● **Consignes**
1. Relevez toutes les dates complètes (jour, mois et année) mentionnées dans l'extrait sur les observations de l'État partie.
2. Reproduisez, dans l'extrait sur les observations de l'État partie, le passage allant de « 4.3L’État partie fait » jusqu'à « est manifestement mal-fondée. » inclus.
3. Prolongez l'extrait sur les observations de l'État partie à partir de sa dernière phrase.

4.1Par une note verbale datée du 3 août 2015, l’État partie a présenté ses observations sur la recevabilité et le fond et demandé au Comité de retirer sa demande de mesures provisoires de protection. Il fait valoir que la communication devrait être déclarée irrecevable au regard de l’alinéa c) du paragraphe 2 de l’article 4 du Protocole facultatif, l’auteure n’ayant pas été en mesure d’établir, à première vue, le bien-fondé de ses arguments et sa plainte étant manifestement mal-fondée. Il soutient en outre que même si la communication était déclarée recevable, l’auteure n’a pas établi qu’il existait des motifs sérieux de croire que son renvoi en Fédération de Russie constituerait une violation de la Convention.

4.2L’État partie rappelle les faits en l’espèce et fournit des informations sur la composition, l’indépendance et les prérogatives de la Commission, et le fondement juridique de ses décisions et les affaires dont elle est saisie, eu égard notamment à l’évaluation des éléments de preuve et des renseignements généraux sur la situation des droits de l’homme dans le pays d’origine concerné.

4.3L’État partie fait remarquer que l’auteure s’appuie sur la portée extraterritoriale de la Convention, qui ne s’applique que lorsqu’une femme que l’on entend expulser court un risque réel, personnel et prévisible de formes graves de violence sexiste. L’auteure n’ayant pas donné de preuves suffisantes qu’elle serait exposée à un tel risque en cas de retour forcé en Fédération de Russie, la communication devrait être déclarée irrecevable au regard de l’alinéa c) du paragraphe 2 de l’article 4 du Protocole facultatif, parce qu’elle est manifestement mal-fondée.

4.4L’État partie considère que, même si le Comité devait déclarer la communication recevable, l’auteure n’a pas présenté de renseignements nouveaux et précis concernant sa situation par rapport à ceux sur lesquels la Commission des recours des réfugiés s’est fondée pour rejeter sa demande d’asile. Selon l’État partie, le fait que la Commission n’ait pas fait expressément référence à la Convention dans sa décision ne signifie pas qu’elle n’ait pas pris ses dispositions en considération. La majorité des membres de la Commission a jugé improbables et invraisemblables les déclarations faites par l’auteure, car ses déclarations à propos de ce qui se serait passé entre 2005 et de 2013 se contredisaient. Ils ont également estimé que, dans son formulaire de demande d’asile et lors de sa première audition par le Service danois de l’immigration le 11 février 2014, l’auteure s’était limitée à évoquer les faits qui s’étaient produits en 2013, tandis que lors de sa deuxième audition par le Service, le 11 août 2014, et à l’audience tenue devant la Commission le 16 janvier 2015, elle avait fourni des informations sur d’autres faits survenus entre 2005 et 2013, affirmant avoir été violée et torturée par les autorités tchétchènes et forcée de fournir aux autorités des renseignements sur les rebelles.

● **Lignes fournies**
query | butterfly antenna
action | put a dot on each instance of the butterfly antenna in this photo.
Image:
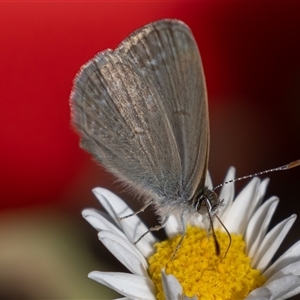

● **Réponses par consigne**
1.
3 août 2015
11 février 2014
11 août 2014
16 janvier 2015

2.
4.3L’État partie fait remarquer que l’auteure s’appuie sur la portée extraterritoriale de la Convention, qui ne s’applique que lorsqu’une femme que l’on entend expulser court un risque réel, personnel et prévisible de formes graves de violence sexiste. L’auteure n’ayant pas donné de preuves suffisantes qu’elle serait exposée à un tel risque en cas de retour forcé en Fédération de Russie, la communication devrait être déclarée irrecevable au regard de l’alinéa c) du paragraphe 2 de l’article 4 du Protocole facultatif, parce qu’elle est manifestement mal-fondée.

3.
4.5L’État partie estime que l’auteure n’a pas expliqué de manière crédible pourquoi elle n’avait évoqué les faits qui se seraient produits entre 2005 et 2013 que lors de son audition de demande d’asile ayant eu lieu le 11 août 2014. Il doute également de la crédibilité de l’argument invoqué par l’auteure qui dit avoir éprouvé des difficultés à décrire, par l’entremise d’un interprète masculin, les atteintes sexuelles qu’elle aurait subies et qui a choisi de ne pas faire de déclaration à ce sujet plus tôt alors qu’elle en avait eu l’occasion plusieurs fois. En outre, l’auteure a déclaré lors de sa première audition par le Service danois de l’immigration, le 11 février 2014, qu’elle n’avait jamais fait l’objet d’une arrestation, d’une mise en détention, d’un mandat d’arrêt, d’une inculpation ou d’une condamnation dans son pays d’origine et qu’elle n’était en conflit ni avec les autorités ni avec qui que ce soit, hormis les faits survenus en septembre 2013.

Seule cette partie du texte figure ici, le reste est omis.